─── PROVIDED DATA
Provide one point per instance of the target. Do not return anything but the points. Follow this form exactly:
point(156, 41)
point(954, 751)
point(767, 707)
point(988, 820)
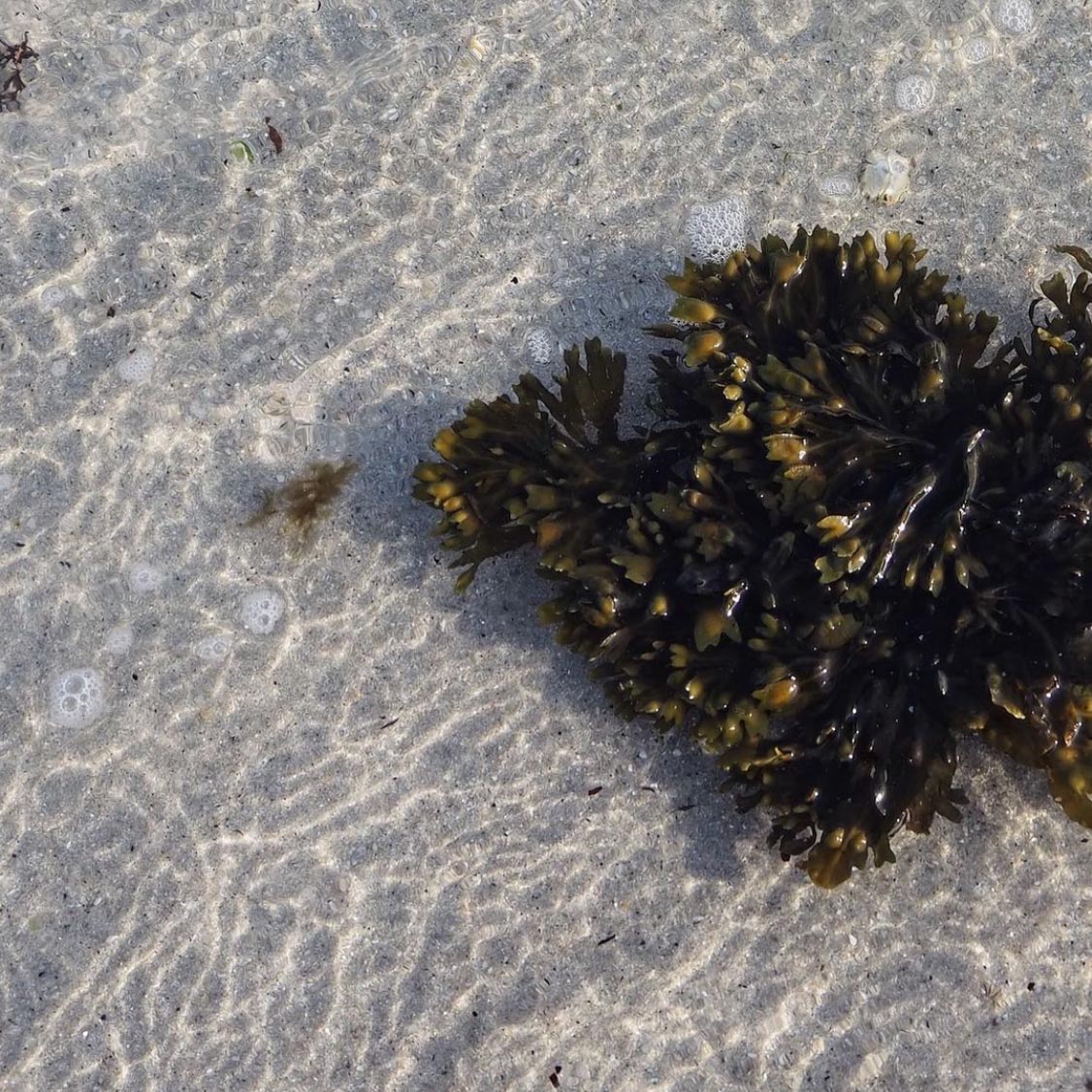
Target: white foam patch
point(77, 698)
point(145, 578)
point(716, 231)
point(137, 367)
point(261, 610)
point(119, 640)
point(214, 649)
──────
─── PROVIDED DATA
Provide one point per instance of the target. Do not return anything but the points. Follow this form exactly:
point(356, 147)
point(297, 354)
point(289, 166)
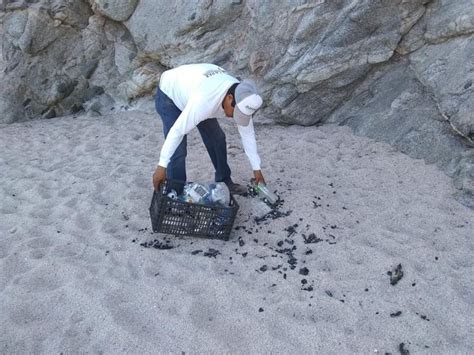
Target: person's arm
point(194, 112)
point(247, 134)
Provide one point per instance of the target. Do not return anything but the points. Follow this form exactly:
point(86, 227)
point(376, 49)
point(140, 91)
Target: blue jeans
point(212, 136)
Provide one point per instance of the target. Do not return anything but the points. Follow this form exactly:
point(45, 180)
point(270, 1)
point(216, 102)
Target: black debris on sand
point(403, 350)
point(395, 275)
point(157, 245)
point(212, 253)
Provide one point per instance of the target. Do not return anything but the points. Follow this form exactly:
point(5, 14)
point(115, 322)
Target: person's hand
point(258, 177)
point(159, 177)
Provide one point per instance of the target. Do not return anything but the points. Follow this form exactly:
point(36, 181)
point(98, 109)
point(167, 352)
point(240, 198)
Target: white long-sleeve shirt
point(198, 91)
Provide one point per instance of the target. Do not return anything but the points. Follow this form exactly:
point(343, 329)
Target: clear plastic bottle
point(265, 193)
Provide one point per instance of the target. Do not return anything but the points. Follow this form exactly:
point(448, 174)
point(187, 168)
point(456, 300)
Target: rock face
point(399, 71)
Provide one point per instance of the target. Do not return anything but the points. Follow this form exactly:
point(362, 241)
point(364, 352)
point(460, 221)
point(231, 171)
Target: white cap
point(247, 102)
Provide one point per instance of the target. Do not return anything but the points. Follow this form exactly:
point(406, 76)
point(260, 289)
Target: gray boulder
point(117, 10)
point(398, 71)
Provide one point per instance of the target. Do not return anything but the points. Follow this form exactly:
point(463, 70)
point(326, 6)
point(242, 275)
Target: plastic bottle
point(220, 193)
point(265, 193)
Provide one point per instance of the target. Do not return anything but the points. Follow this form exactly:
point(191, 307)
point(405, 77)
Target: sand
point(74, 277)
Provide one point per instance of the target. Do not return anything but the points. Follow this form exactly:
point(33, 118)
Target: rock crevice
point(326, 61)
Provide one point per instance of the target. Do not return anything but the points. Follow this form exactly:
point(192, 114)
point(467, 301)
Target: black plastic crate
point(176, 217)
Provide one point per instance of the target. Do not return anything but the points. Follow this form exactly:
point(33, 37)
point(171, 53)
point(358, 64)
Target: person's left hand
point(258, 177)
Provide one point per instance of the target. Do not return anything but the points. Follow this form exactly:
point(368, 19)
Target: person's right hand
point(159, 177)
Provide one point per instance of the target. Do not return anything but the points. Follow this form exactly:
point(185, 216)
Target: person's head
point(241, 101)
──────
─── PROVIDED DATA
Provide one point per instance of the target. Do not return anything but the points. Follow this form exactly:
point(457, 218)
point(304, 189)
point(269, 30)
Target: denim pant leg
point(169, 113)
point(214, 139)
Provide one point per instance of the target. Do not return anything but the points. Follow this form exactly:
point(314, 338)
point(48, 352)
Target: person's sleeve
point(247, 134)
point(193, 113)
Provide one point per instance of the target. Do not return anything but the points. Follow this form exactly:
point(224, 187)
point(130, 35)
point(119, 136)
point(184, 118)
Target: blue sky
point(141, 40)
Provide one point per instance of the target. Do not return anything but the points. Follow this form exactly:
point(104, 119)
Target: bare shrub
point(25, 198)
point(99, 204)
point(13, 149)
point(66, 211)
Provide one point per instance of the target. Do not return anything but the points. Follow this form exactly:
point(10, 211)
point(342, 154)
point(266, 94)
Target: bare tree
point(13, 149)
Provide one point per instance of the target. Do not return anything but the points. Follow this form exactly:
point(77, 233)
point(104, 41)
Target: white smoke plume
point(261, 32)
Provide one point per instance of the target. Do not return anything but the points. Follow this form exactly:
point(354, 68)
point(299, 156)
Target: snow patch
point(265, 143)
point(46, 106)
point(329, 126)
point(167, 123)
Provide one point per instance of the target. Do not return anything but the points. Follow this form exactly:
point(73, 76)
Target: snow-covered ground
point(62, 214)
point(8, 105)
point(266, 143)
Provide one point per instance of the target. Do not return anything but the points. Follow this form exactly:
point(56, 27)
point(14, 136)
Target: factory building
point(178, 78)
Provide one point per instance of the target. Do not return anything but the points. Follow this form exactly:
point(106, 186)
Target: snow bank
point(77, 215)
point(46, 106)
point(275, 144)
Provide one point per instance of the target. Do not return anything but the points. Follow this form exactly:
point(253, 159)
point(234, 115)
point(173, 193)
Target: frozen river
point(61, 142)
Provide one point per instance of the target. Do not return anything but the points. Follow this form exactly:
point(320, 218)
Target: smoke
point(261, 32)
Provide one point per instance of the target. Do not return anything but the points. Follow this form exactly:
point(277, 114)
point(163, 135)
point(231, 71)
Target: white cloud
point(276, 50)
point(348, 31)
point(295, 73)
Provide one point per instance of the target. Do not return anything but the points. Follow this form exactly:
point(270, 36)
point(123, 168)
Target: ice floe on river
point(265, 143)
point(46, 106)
──────
Determine how many lines in the data above contain the word "black", and reply with that number alone.

2